■ Coordinate annotation entries ■
------------------------

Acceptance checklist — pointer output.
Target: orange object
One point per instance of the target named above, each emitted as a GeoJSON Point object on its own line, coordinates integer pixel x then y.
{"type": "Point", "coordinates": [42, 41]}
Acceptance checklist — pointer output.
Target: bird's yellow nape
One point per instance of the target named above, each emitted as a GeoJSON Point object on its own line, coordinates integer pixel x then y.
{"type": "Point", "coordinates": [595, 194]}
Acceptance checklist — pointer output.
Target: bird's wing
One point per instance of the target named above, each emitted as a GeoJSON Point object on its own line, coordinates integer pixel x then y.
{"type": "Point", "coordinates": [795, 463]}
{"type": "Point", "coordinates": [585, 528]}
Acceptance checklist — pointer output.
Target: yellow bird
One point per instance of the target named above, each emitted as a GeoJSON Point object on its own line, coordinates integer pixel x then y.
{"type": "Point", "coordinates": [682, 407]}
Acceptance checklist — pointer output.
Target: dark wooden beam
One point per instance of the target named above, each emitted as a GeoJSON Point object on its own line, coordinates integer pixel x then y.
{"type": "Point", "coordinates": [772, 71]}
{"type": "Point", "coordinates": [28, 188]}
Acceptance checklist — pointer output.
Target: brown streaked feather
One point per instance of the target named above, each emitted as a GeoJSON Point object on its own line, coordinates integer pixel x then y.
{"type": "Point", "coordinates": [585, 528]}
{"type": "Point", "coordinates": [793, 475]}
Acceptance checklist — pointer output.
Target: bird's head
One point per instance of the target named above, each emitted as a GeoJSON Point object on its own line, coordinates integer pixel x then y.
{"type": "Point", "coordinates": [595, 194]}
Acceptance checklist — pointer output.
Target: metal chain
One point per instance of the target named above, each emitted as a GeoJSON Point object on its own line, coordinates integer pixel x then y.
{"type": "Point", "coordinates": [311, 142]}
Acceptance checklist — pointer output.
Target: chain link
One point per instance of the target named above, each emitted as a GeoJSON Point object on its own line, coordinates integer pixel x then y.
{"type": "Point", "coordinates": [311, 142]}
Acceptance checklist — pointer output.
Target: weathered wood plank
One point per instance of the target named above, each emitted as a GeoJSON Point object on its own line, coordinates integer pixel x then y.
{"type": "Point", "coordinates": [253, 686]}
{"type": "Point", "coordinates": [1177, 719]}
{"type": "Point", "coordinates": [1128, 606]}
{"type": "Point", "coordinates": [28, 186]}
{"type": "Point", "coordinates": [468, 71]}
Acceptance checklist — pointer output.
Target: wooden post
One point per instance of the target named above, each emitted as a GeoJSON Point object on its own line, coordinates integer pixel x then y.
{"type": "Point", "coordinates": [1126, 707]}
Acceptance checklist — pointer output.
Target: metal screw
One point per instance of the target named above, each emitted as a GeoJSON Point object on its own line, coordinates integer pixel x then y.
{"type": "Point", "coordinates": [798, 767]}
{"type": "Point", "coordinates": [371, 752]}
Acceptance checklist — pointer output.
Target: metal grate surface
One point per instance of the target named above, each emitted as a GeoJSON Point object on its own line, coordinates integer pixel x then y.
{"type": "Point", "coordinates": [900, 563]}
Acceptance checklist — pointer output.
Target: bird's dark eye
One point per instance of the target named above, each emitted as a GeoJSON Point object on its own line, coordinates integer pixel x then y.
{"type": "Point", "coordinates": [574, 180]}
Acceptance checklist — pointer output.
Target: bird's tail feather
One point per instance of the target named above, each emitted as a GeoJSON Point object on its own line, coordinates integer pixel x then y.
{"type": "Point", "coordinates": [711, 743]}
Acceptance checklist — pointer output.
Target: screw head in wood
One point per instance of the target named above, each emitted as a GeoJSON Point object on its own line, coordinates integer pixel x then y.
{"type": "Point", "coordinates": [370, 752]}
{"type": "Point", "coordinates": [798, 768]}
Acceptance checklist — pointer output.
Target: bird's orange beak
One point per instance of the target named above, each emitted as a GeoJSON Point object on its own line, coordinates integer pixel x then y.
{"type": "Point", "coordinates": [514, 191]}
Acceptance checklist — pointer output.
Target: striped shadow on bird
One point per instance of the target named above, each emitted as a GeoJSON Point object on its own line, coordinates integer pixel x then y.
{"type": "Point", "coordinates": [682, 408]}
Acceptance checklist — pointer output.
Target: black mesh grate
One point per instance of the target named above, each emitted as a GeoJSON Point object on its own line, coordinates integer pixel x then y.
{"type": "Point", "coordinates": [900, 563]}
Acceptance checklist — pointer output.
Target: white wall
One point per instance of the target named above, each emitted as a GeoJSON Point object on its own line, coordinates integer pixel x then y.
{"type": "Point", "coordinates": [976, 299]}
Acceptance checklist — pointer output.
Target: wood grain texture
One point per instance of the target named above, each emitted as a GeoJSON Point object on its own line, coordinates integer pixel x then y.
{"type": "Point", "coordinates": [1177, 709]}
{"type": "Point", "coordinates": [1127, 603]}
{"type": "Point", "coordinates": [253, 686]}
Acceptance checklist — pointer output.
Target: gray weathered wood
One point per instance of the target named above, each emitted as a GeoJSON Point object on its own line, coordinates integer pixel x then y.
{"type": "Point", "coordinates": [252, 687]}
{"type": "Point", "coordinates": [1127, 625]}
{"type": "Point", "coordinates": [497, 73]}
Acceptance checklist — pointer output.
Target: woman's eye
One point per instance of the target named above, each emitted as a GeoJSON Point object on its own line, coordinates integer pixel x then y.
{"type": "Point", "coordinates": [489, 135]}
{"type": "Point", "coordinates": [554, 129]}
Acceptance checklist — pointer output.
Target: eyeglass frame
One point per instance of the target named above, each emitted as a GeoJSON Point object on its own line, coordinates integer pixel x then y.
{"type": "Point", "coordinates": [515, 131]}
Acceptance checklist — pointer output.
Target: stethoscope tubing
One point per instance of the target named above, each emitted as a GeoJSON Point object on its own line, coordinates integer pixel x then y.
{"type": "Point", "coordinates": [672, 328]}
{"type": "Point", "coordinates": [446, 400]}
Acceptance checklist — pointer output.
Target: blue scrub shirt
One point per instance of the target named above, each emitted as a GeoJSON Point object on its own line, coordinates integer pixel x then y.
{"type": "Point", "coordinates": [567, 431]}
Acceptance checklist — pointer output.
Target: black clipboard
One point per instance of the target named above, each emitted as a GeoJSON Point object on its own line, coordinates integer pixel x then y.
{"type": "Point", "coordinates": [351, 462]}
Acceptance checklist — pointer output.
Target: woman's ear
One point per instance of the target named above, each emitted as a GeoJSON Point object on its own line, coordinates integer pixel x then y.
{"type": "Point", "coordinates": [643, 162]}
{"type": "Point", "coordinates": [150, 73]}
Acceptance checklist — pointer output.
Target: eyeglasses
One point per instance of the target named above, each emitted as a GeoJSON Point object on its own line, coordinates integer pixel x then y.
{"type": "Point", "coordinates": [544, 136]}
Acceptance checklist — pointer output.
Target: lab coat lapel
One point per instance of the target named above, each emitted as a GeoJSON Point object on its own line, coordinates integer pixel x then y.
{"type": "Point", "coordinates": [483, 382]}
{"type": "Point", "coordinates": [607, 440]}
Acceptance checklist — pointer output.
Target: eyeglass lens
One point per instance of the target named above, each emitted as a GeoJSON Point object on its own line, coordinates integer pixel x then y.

------------------------

■ Exercise objective ■
Repeat the records exactly, including every line.

■ The completed task ■
Acceptance checklist — pointer output.
Target: orange object
One point per instance of the target named above, each emitted as a GeoJSON Point object on its own line, coordinates integer pixel x then y.
{"type": "Point", "coordinates": [42, 41]}
Acceptance checklist — pointer output.
Target: bird's yellow nape
One point per instance of the target named above, each emitted as a GeoJSON Point object on its own line, coordinates integer pixel x then y.
{"type": "Point", "coordinates": [595, 194]}
Acceptance checklist — pointer output.
Target: bird's wing
One point per instance of the target named above, each emitted as a GeoJSON Point object on its own line, coordinates integer pixel x then y.
{"type": "Point", "coordinates": [795, 463]}
{"type": "Point", "coordinates": [585, 528]}
Acceptance checklist — pointer output.
Target: yellow bird
One point per instance of the target named above, each emitted as a GeoJSON Point object on its own line, coordinates integer pixel x then y.
{"type": "Point", "coordinates": [682, 407]}
Acceptance checklist — pointer output.
Target: dark wooden beam
One point per instance of the target named above, each emitted as a GeoJSON Point object on its own line, coordinates integer pixel x then y.
{"type": "Point", "coordinates": [772, 71]}
{"type": "Point", "coordinates": [28, 188]}
Acceptance checklist — pointer output.
Target: brown streaked feather
One point per instance of the target named above, each emitted as a GeoJSON Point object on its own line, coordinates integer pixel x then y.
{"type": "Point", "coordinates": [585, 528]}
{"type": "Point", "coordinates": [793, 475]}
Acceptance checklist — pointer output.
Target: bird's head
One point per instance of the target named above, each emitted as a GeoJSON Point object on its own line, coordinates integer pixel x then y.
{"type": "Point", "coordinates": [595, 194]}
Acceptance checklist — pointer output.
Target: metal chain
One point per instance of the target named above, each emitted as a GeoJSON Point object on its own line, coordinates integer pixel x then y.
{"type": "Point", "coordinates": [311, 142]}
Acceptance checklist — pointer output.
Target: chain link
One point per instance of the target named above, each emitted as a GeoJSON Point object on its own line, coordinates integer pixel x then y.
{"type": "Point", "coordinates": [311, 142]}
Acceptance checklist — pointer output.
Target: weathered wood plank
One point per instance of the target named above, each emitted as a GeoJSON Point object on its own line, coordinates integer pixel x then y.
{"type": "Point", "coordinates": [253, 686]}
{"type": "Point", "coordinates": [1177, 719]}
{"type": "Point", "coordinates": [1128, 606]}
{"type": "Point", "coordinates": [28, 186]}
{"type": "Point", "coordinates": [468, 71]}
Acceptance checklist — pointer output.
Target: wooden post
One point per instance of the target named above, each emitted as a GeoJSON Point object on its own line, coordinates integer pixel x then y.
{"type": "Point", "coordinates": [1126, 707]}
Acceptance checklist — pointer output.
Target: metal screw
One point per instance of the target named above, each emitted as a GeoJSON Point object on its own line, coordinates integer pixel x then y.
{"type": "Point", "coordinates": [798, 767]}
{"type": "Point", "coordinates": [371, 752]}
Acceptance checklist — pointer output.
Target: metal grate surface
One point per instance of the target named above, each emitted as a GeoJSON Point object on its own line, coordinates integer pixel x then y.
{"type": "Point", "coordinates": [900, 563]}
Acceptance checklist — pointer output.
Target: bird's dark eye
One point per instance of the target named above, each emitted as a GeoJSON Point object on its own line, coordinates integer pixel x then y.
{"type": "Point", "coordinates": [574, 180]}
Acceptance checklist — pointer output.
Target: bird's tail feather
One point per instance of the target named above, each emitted as a GeoJSON Point object on its own line, coordinates integer pixel x then y.
{"type": "Point", "coordinates": [711, 743]}
Acceptance checklist — pointer output.
Target: screw head in wood
One point per instance of the target named above, each emitted as a GeoJSON Point object on its own line, coordinates integer pixel x then y.
{"type": "Point", "coordinates": [370, 752]}
{"type": "Point", "coordinates": [798, 768]}
Acceptance checklist — pointer output.
Target: bird's orange beak
One point per instance of the target named above, each emitted as a GeoJSON Point object on its own line, coordinates integer pixel x then y.
{"type": "Point", "coordinates": [514, 191]}
Acceptance checklist — pointer output.
Target: striped shadow on bird
One point per instance of the target named above, each emitted as a GeoJSON Point object on its own line, coordinates integer pixel x then y.
{"type": "Point", "coordinates": [682, 408]}
Acceptance checklist — pointer output.
Target: black mesh grate
One point per instance of the target named above, each emitted as a GeoJSON Point object on its own line, coordinates integer pixel x then y.
{"type": "Point", "coordinates": [900, 563]}
Acceptance checklist — pointer output.
Target: white wall
One point per instance of the target named above, each emitted as a GeoJSON Point object on its own line, coordinates integer pixel x then y.
{"type": "Point", "coordinates": [976, 299]}
Acceptance checklist — pointer output.
Target: wood grain texture
One point per instance of the target named above, each emitted as a GeoJSON Point object on its own line, coordinates integer pixel x then y.
{"type": "Point", "coordinates": [1177, 709]}
{"type": "Point", "coordinates": [1127, 603]}
{"type": "Point", "coordinates": [253, 686]}
Acceptance checklist — pointer output.
Target: gray weathered wood
One point per instance of the target named above, each emitted as a GeoJSON Point object on its own line, coordinates integer pixel x then y.
{"type": "Point", "coordinates": [252, 687]}
{"type": "Point", "coordinates": [1127, 625]}
{"type": "Point", "coordinates": [497, 73]}
Acceptance checklist — pointer output.
Target: woman's eye
One point per instance of the target named above, each emitted as a GeoJSON Point object on its own line, coordinates integer pixel x then y.
{"type": "Point", "coordinates": [489, 135]}
{"type": "Point", "coordinates": [554, 129]}
Acceptance checklist — pointer output.
Target: eyeglass frame
One point per instance of the target named above, each emitted as a GeoJSON Point object on its own line, coordinates integer pixel x then y.
{"type": "Point", "coordinates": [515, 131]}
Acceptance checklist — pointer output.
Target: stethoscope tubing
One point per instance of the target named above, each emitted as a GeoJSON Point object on its own line, coordinates integer pixel x then y.
{"type": "Point", "coordinates": [672, 328]}
{"type": "Point", "coordinates": [446, 400]}
Acceptance checklist — pointer output.
Target: blue scrub shirt
One point per instance of the target named above, each emitted as a GeoJSON Point object on its own line, coordinates integer pixel x then y.
{"type": "Point", "coordinates": [567, 431]}
Acceptance checklist — pointer output.
Target: black clipboard
One point per instance of the target named above, each emitted as a GeoJSON Point object on its own line, coordinates integer pixel x then y.
{"type": "Point", "coordinates": [351, 462]}
Acceptance checklist — pointer output.
Target: woman's ear
One point per instance of the target named above, each emitted as a GeoJSON Point object on its own line, coordinates integer pixel x then y.
{"type": "Point", "coordinates": [643, 162]}
{"type": "Point", "coordinates": [150, 73]}
Acceptance checklist — pointer output.
Target: eyeglasses
One point per instance of the target named above, each emitted as a GeoJSON Point object on its own line, coordinates integer pixel x then y.
{"type": "Point", "coordinates": [544, 136]}
Acceptance checklist — pointer output.
Target: lab coat lapel
One point per instance of the target named above, each emitted as a GeoJSON Point object on its own line, coordinates integer pixel x then y.
{"type": "Point", "coordinates": [483, 382]}
{"type": "Point", "coordinates": [607, 440]}
Acceptance checklist — pointer output.
Target: eyeglass lens
One point per instance of the target named above, each emitted as a GeoJSON Point object on its own line, coordinates integer pixel x then y.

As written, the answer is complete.